* [SELECTED PASSAGE]:
******************************

I had to let go …

Esther begins her story with a deep frown that contrasts with her serene surroundings, including a sofa that is beautifully stuffed with teddy bears and stuffed dolls for her baby.

I was quite green when I met Mark. We went out for close to a year before I agreed on taking our relationship to another level. Then my whole world came tumbling down when I missed my periods. I ignored the tell-tale signs, thinking it was the weather playing tricks on me. Then I started getting picky with my meals. I could not stand some smells and all I wanted was githeri.

I gathered my confidence and informed Mark that I was pregnant. He just looked at me and walked away, leaving me in a daze. I did not know what I had done wrong. Why on earth would someone walk away on hearing such important news? What followed was a text from him saying he was expecting his girlfriend at the end of the year (which was in three months time) and that he was not ready to be a father!

******************************

* [INFORMATION PROVIDED]:
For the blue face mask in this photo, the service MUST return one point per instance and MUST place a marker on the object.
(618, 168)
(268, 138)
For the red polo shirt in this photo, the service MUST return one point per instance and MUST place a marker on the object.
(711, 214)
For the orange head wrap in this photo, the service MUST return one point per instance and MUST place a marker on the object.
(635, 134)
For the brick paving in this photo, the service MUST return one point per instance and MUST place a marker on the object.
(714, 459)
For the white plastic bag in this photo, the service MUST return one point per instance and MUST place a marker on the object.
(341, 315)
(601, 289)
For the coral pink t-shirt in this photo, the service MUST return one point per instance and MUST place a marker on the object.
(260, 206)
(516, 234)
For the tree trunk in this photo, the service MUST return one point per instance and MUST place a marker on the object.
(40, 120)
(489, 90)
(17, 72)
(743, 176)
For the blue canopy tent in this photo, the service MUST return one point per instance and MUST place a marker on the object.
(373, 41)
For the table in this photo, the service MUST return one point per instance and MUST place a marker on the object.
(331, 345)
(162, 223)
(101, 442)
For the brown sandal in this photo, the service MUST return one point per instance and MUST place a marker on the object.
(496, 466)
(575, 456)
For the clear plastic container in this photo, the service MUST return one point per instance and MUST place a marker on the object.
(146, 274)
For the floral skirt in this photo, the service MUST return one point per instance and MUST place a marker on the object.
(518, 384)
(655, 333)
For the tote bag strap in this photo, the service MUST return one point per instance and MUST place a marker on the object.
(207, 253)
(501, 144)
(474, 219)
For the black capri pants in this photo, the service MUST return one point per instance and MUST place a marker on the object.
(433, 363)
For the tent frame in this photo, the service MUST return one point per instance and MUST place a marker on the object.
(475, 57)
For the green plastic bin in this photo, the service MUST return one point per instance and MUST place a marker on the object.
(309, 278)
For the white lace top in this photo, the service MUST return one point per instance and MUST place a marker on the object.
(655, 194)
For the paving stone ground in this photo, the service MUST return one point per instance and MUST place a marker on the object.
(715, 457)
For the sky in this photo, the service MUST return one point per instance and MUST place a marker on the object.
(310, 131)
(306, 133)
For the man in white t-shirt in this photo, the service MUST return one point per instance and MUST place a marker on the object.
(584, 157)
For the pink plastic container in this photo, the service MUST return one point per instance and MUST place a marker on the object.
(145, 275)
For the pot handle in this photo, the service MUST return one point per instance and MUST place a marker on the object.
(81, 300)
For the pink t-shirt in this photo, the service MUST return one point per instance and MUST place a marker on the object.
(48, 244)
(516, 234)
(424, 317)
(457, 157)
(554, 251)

******************************

* [THE TASK]:
From Esther's story, extract the passage that begins with the words containing "I gathered my" and ends with "be a father!".

* [YOUR SOLUTION]:
I gathered my confidence and informed Mark that I was pregnant. He just looked at me and walked away, leaving me in a daze. I did not know what I had done wrong. Why on earth would someone walk away on hearing such important news? What followed was a text from him saying he was expecting his girlfriend at the end of the year (which was in three months time) and that he was not ready to be a father!